> [Referring expression pointing data]
#####
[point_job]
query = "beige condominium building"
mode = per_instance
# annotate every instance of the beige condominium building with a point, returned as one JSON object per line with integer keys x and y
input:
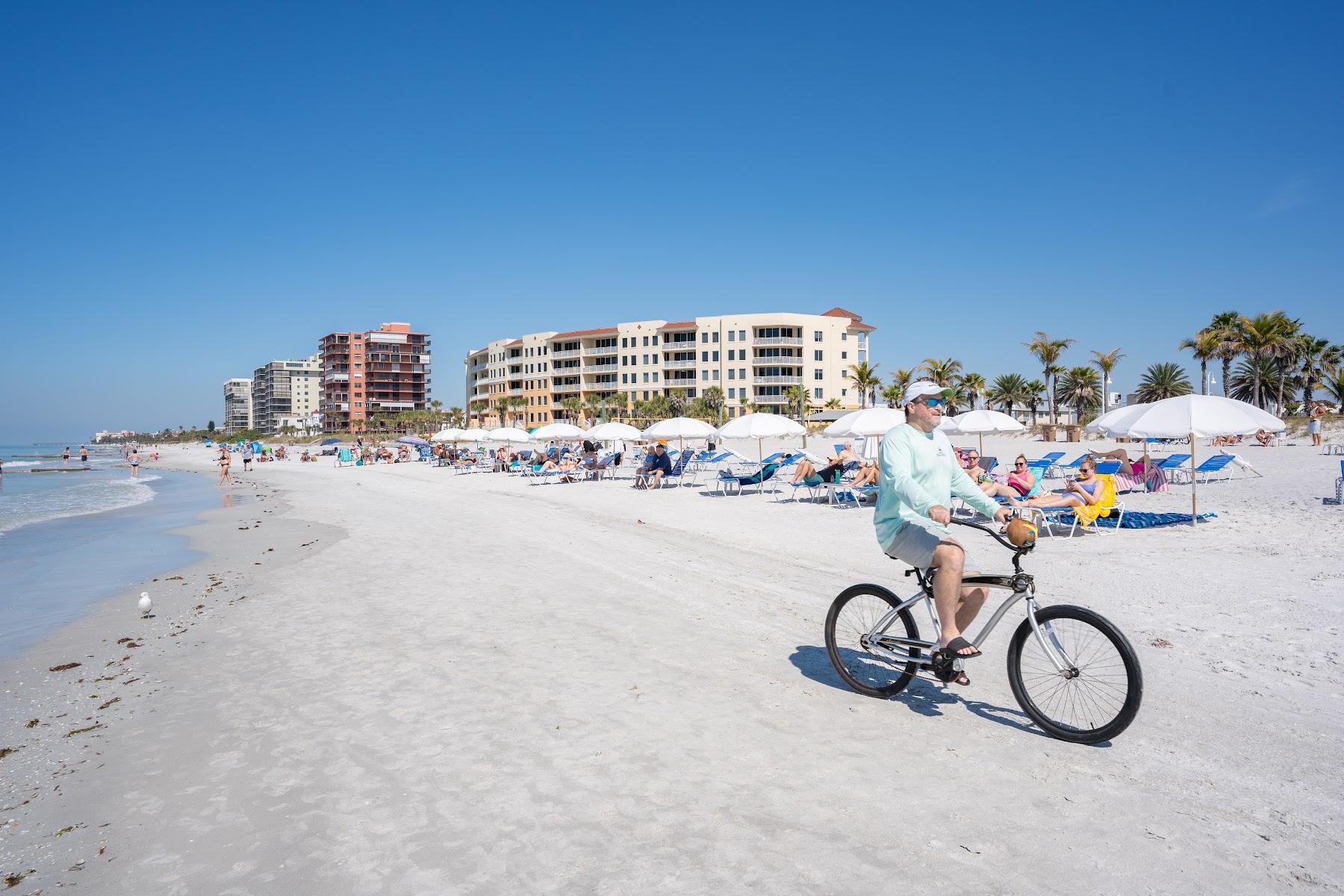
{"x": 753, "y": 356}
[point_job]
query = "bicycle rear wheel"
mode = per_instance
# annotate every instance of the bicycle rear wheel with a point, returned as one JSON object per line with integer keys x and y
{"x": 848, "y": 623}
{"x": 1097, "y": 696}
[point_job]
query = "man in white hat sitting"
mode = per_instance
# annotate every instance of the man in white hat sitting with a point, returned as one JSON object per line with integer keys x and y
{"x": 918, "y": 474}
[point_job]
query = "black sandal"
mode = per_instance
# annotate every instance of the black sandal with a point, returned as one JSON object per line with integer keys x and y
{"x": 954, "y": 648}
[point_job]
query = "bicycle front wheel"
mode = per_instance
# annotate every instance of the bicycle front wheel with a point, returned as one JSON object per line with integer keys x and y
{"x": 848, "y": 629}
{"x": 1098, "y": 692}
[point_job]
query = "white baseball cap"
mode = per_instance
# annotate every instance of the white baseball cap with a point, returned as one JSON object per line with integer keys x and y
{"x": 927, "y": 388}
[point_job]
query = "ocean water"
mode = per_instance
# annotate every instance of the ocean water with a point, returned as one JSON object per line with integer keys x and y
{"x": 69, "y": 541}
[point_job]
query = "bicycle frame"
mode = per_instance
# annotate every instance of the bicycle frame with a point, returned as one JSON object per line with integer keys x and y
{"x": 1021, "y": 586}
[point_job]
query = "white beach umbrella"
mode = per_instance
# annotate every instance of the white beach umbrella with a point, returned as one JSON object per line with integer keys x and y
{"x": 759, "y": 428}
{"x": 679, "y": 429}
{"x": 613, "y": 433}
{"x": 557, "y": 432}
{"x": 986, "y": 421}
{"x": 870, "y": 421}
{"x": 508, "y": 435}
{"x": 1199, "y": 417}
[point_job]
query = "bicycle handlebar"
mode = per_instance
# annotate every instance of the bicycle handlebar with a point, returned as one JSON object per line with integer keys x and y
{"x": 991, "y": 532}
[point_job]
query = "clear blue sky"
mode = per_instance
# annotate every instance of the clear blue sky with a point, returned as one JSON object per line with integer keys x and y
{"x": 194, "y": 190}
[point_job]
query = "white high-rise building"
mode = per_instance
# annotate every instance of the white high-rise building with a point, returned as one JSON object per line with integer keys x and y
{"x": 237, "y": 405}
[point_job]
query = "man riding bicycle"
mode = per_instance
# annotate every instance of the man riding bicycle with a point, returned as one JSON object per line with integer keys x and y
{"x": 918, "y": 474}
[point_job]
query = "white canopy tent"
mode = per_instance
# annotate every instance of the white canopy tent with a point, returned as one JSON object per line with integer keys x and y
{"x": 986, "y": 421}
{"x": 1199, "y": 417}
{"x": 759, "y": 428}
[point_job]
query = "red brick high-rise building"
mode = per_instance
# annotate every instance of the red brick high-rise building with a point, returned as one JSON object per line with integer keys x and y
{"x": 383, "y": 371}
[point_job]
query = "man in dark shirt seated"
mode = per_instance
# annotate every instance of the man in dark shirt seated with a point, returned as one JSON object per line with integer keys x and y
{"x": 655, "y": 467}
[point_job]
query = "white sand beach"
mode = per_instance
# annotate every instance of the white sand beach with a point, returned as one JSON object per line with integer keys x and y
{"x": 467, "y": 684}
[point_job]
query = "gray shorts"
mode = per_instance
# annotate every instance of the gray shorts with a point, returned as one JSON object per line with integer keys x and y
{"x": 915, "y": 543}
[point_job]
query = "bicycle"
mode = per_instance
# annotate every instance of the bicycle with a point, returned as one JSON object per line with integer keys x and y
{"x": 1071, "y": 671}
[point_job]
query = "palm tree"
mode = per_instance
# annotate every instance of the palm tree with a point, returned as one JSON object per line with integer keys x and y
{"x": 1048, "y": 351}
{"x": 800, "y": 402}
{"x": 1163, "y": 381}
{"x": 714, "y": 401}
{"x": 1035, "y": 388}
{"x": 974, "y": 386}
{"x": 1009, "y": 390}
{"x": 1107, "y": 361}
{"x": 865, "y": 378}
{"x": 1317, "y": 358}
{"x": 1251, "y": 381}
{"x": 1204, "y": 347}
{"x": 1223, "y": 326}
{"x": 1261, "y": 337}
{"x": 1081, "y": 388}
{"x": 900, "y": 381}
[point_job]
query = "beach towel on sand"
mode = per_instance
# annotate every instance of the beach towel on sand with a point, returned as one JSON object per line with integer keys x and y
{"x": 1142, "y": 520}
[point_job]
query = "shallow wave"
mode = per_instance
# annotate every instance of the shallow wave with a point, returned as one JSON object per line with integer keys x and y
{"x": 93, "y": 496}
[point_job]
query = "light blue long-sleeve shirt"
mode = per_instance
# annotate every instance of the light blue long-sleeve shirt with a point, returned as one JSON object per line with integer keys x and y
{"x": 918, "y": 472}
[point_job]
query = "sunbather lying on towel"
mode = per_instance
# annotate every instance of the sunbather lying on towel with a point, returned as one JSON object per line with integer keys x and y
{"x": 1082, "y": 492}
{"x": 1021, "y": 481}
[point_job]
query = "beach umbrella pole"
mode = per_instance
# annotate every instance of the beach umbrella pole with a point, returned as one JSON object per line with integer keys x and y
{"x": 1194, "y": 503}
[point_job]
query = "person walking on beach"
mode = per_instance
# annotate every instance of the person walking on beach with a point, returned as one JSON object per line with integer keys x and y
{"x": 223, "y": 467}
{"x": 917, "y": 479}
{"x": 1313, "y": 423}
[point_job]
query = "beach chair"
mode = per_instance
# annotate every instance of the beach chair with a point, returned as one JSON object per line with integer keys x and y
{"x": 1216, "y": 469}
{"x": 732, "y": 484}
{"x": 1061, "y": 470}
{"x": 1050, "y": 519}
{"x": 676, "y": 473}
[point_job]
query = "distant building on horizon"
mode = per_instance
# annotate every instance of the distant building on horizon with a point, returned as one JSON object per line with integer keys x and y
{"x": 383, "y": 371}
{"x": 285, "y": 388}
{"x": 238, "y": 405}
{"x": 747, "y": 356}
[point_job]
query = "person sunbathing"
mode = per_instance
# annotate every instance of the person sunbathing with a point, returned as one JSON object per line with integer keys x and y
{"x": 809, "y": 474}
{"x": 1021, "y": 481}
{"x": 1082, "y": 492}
#####
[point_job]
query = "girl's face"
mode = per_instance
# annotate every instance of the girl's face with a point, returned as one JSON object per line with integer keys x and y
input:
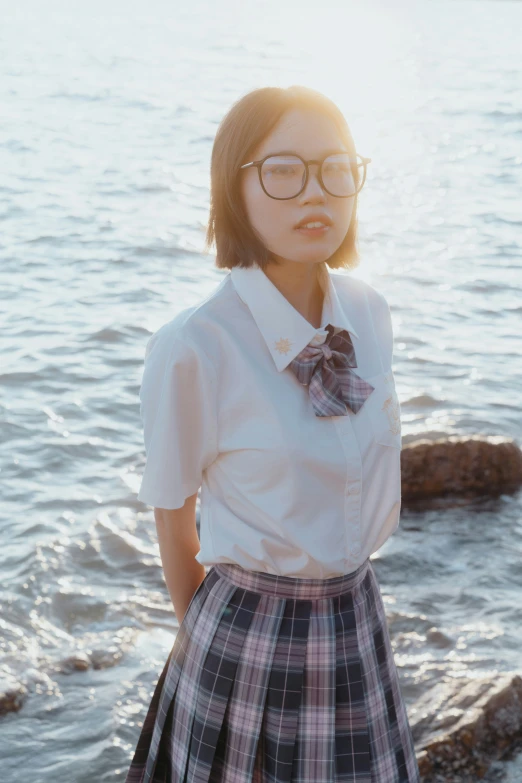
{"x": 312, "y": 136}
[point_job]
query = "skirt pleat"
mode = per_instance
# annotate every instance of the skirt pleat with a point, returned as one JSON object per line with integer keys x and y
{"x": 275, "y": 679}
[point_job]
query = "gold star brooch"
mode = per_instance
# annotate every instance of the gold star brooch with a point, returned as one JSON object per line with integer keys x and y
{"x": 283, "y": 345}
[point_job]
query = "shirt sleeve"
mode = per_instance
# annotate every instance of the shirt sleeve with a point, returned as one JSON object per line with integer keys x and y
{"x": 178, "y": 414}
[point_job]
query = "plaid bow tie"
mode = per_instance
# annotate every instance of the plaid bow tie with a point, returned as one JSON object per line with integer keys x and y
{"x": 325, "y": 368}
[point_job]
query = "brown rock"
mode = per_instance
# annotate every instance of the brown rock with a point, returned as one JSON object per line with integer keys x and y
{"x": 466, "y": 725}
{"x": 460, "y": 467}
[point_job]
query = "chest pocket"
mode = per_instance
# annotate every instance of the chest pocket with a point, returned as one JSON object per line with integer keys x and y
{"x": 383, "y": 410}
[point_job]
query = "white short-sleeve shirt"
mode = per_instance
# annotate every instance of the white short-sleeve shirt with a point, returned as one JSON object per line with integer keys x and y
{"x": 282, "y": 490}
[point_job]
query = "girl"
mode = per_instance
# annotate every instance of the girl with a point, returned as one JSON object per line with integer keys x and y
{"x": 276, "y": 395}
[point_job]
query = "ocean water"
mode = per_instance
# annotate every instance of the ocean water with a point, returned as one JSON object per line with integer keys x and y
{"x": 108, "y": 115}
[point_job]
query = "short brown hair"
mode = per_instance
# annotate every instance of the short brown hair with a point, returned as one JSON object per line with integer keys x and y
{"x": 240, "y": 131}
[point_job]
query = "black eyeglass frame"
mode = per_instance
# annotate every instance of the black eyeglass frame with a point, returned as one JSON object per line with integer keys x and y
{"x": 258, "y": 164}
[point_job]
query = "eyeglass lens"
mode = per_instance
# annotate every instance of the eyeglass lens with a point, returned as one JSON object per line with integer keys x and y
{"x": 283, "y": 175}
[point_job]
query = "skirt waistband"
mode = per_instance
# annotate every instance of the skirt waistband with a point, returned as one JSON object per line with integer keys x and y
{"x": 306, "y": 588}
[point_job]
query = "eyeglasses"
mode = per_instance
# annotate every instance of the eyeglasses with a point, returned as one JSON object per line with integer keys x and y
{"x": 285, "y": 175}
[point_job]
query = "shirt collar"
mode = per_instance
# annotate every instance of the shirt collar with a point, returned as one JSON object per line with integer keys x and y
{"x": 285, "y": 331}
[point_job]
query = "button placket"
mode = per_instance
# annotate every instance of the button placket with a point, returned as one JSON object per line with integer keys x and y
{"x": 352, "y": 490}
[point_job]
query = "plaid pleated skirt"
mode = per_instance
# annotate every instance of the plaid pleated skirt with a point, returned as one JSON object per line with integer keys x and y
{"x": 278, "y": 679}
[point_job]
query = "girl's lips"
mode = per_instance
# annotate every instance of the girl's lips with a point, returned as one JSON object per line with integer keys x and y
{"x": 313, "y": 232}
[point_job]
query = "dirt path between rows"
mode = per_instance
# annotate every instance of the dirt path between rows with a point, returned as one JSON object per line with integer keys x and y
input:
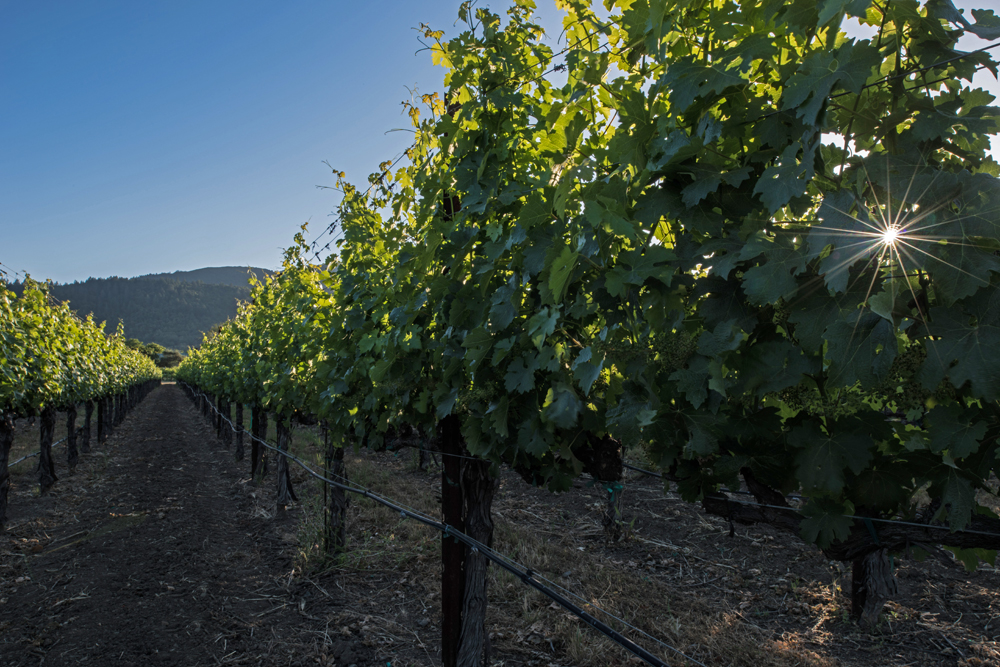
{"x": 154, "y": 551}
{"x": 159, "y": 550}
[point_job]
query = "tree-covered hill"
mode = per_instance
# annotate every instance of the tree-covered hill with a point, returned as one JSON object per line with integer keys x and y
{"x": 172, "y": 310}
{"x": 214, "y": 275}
#####
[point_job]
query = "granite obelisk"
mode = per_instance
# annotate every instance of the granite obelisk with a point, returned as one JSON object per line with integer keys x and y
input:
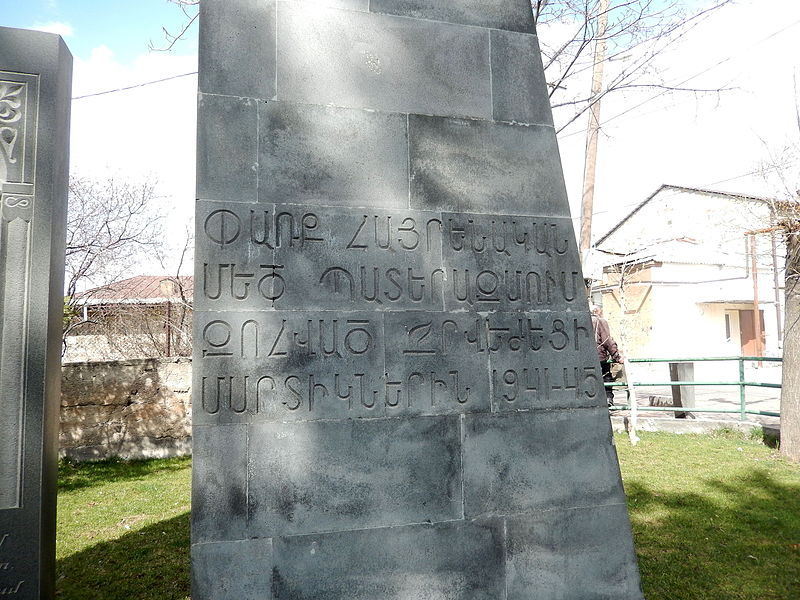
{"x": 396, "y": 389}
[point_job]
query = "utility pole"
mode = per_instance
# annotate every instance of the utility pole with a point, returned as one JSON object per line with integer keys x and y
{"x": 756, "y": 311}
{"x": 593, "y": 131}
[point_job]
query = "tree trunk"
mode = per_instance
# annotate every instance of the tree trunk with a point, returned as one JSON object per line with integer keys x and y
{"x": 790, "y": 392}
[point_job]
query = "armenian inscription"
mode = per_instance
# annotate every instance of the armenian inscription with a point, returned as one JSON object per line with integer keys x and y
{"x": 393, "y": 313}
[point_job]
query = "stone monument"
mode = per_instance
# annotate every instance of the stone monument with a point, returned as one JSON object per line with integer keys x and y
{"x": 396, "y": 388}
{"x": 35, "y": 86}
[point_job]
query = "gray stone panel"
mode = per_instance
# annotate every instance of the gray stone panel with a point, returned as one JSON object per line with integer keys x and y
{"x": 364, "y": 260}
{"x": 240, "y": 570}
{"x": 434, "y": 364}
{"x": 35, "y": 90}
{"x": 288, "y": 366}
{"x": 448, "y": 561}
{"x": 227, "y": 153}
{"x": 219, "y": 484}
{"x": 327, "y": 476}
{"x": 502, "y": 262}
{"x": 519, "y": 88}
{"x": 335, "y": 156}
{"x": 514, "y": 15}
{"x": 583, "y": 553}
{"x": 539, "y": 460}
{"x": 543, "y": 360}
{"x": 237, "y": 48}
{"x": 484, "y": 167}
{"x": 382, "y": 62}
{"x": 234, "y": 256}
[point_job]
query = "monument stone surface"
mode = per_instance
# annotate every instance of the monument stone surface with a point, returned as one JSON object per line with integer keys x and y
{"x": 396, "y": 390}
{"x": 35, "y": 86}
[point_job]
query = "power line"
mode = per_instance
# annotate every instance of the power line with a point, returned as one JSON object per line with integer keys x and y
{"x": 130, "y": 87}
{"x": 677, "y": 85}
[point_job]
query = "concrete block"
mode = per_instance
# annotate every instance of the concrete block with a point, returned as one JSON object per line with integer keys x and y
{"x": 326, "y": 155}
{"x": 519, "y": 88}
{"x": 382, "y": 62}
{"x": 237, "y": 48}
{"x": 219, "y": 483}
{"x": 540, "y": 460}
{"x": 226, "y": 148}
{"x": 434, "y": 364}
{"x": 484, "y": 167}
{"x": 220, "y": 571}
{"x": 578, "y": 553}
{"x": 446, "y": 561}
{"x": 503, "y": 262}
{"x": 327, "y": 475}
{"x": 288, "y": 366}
#####
> [PROBLEM REQUIREMENTS] The answer consists of the lines above that include the word "beige", each copied exactly.

> [TASK SOLUTION]
query = "beige condominium building"
# annotate every instance of the beige condominium building with a point, returned as one JSON object per line with integer keys x and y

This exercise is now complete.